[Short problem] Convert the lines below, from the line with "Segment the burned" up to and including the last line, into a JSON list of strings with one string per line and blank lines omitted.
— Begin Information supplied —
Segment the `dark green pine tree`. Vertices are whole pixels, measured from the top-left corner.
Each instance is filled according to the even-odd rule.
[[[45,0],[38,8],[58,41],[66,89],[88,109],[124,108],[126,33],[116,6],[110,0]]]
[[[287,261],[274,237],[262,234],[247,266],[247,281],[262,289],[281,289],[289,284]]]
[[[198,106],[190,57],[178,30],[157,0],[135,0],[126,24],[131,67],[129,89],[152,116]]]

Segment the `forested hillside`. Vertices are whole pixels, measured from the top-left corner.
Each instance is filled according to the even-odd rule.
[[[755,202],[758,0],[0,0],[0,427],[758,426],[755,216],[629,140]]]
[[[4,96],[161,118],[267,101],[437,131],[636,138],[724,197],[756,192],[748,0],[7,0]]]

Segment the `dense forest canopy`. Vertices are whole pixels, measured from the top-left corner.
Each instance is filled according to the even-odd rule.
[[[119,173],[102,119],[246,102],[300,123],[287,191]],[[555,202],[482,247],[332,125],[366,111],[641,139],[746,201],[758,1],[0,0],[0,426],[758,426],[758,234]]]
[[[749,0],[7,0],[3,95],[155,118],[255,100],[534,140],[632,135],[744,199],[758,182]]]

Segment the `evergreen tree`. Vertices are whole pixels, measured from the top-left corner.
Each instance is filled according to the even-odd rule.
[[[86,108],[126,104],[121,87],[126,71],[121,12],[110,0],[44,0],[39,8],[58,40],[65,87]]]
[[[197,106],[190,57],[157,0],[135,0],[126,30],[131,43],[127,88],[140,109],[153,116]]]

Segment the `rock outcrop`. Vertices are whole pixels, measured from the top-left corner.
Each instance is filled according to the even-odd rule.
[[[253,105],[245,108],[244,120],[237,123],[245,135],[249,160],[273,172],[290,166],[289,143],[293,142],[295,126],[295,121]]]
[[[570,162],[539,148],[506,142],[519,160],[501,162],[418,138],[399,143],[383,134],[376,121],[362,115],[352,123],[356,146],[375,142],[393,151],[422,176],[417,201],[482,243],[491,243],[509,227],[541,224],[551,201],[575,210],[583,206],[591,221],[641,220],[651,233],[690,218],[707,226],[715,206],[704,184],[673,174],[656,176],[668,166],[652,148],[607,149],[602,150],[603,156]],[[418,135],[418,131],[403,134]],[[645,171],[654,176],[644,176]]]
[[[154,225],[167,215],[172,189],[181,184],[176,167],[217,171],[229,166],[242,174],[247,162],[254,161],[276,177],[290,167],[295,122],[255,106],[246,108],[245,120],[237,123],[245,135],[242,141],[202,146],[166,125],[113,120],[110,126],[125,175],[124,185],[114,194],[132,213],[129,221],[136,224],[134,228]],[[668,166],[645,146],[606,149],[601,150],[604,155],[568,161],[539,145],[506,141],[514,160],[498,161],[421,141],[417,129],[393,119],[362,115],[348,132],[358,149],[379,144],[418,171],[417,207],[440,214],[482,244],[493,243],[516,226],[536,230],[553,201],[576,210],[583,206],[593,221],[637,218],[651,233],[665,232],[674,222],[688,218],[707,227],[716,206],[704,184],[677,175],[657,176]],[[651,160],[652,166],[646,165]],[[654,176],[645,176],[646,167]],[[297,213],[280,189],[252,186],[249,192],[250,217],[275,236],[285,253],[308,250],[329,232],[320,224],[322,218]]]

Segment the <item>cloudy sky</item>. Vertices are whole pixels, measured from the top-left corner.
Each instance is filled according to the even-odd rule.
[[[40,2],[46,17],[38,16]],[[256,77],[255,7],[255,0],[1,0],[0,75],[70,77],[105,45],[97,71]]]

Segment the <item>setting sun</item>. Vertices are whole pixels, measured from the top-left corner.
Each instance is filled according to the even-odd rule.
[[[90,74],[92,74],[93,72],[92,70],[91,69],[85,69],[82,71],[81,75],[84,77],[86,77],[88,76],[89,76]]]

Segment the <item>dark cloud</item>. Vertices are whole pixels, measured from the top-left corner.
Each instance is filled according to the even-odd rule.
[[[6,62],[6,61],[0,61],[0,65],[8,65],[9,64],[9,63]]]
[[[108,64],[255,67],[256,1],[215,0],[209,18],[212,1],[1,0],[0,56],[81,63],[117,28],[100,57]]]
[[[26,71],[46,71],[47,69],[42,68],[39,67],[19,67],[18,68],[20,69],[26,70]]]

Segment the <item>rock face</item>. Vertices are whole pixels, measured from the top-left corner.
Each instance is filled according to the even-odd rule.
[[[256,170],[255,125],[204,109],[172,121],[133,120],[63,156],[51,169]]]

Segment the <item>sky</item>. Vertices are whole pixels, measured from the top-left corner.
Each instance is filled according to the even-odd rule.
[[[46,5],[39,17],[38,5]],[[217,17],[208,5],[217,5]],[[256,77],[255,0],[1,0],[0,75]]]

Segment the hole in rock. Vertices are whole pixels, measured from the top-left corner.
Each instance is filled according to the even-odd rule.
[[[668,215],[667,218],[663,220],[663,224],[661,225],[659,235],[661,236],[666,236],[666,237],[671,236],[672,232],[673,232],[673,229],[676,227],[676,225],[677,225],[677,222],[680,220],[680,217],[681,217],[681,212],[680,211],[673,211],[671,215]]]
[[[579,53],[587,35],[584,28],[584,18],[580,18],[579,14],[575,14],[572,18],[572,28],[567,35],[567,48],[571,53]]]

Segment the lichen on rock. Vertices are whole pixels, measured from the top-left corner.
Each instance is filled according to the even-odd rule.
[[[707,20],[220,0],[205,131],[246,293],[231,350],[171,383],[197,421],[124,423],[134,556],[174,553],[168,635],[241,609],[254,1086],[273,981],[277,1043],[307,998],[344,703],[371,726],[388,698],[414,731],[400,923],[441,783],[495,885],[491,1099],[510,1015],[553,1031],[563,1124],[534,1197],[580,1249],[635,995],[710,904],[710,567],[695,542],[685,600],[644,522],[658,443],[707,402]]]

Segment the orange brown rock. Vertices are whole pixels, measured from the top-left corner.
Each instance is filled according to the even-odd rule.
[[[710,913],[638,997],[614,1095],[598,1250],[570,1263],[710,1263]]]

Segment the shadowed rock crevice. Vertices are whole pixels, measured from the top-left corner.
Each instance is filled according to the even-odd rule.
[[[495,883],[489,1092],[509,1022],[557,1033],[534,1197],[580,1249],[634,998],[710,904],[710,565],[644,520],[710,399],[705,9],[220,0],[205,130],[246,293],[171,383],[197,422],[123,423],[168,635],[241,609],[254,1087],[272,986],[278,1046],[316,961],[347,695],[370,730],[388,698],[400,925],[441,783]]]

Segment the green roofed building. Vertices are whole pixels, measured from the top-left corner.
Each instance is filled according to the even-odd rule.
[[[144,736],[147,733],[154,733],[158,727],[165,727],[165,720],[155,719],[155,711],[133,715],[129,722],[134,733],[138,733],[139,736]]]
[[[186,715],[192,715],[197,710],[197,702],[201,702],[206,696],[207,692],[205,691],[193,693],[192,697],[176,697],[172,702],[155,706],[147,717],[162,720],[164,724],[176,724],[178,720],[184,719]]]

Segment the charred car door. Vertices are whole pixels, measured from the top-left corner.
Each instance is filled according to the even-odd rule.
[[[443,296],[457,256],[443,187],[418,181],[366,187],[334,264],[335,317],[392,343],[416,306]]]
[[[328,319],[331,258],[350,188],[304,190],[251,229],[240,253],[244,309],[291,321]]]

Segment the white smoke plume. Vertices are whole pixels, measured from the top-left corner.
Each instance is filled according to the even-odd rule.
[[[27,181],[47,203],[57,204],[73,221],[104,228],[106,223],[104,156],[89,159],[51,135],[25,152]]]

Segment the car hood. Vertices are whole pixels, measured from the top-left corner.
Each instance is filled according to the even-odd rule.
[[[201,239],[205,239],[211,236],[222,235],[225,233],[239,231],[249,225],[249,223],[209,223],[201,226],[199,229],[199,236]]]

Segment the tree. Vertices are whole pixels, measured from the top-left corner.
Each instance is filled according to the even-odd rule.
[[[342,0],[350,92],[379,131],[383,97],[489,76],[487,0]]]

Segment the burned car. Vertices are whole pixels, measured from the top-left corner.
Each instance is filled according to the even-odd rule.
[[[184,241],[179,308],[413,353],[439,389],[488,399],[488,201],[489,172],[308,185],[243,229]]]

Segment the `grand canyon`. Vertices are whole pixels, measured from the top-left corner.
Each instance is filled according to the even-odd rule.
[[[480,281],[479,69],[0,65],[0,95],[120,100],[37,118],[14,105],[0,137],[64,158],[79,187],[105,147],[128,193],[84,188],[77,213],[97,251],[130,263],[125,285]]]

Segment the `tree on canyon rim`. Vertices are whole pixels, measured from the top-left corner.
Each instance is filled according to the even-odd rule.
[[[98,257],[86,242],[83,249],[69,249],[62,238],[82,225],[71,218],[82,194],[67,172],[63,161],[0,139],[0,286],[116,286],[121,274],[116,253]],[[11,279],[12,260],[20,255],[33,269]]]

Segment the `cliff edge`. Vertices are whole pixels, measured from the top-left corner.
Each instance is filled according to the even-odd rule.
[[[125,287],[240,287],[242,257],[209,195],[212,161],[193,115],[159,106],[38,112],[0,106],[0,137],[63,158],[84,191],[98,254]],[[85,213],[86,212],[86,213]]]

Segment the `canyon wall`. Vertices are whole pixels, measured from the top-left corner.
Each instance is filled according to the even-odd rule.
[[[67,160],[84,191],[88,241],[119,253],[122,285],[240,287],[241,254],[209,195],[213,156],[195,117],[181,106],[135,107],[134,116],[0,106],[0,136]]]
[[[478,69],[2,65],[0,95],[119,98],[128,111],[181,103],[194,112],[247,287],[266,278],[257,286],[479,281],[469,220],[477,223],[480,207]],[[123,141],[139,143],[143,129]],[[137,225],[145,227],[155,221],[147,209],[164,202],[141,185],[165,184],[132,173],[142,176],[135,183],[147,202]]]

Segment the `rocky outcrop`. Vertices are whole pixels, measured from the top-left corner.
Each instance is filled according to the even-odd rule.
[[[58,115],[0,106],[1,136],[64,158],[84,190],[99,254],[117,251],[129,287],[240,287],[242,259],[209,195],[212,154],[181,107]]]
— End Information supplied —
[Solution for this problem]
[
  "Segment the burned car. Vertices are whole pixels, measured from the top-left corner.",
  "Each instance is filled according to the even-odd rule.",
  "[[[184,241],[179,308],[413,353],[439,389],[488,399],[488,201],[489,172],[308,185],[243,229]]]",
  "Segment the `grand canyon`. Vertices are whole pixels, measured from the top-left corner.",
  "Each instance is filled according to the even-odd rule.",
  "[[[480,281],[479,69],[0,65],[0,95],[120,100],[37,118],[14,105],[0,137],[64,158],[79,187],[105,147],[128,193],[84,188],[77,213],[97,251],[130,263],[125,285]]]",
  "Segment the `tree on canyon rim`. Vertices are whole pixels, measured from the top-left corner.",
  "Each instance is filled according to the even-odd rule.",
  "[[[98,257],[86,242],[83,249],[69,249],[62,238],[82,225],[71,218],[82,194],[67,172],[63,161],[0,139],[0,286],[116,286],[121,274],[116,253]],[[11,279],[12,260],[20,255],[33,269]]]",
  "Segment the `cliff edge`. Vertices are whole pixels, measured from the top-left corner.",
  "Each instance is filled according to the even-odd rule.",
  "[[[125,287],[240,287],[242,257],[209,195],[212,161],[193,115],[159,106],[38,112],[0,106],[0,137],[63,158],[84,191],[98,254]],[[85,213],[86,212],[86,213]]]",
  "Segment the `canyon wall`. Vertices are whole pixels, measured from the top-left corner.",
  "Each instance is filled according to the even-odd rule.",
  "[[[67,160],[84,191],[88,241],[119,253],[122,285],[240,287],[241,254],[209,195],[213,156],[195,117],[181,106],[135,107],[134,116],[0,106],[0,136]]]",
  "[[[478,69],[2,65],[0,95],[119,98],[128,111],[181,103],[194,112],[247,287],[266,278],[257,286],[479,281],[469,220],[477,223],[480,207]],[[123,141],[139,143],[143,129]],[[137,225],[145,227],[155,221],[147,209],[164,202],[141,185],[165,184],[132,173],[142,176],[135,183],[147,202]]]",
  "Segment the `rocky outcrop`. Vertices are whole pixels, measured from the top-left corner.",
  "Each instance is filled according to the even-odd rule.",
  "[[[58,115],[0,106],[1,136],[64,158],[84,190],[99,254],[117,251],[129,287],[240,287],[242,259],[209,195],[212,154],[181,107]]]"
]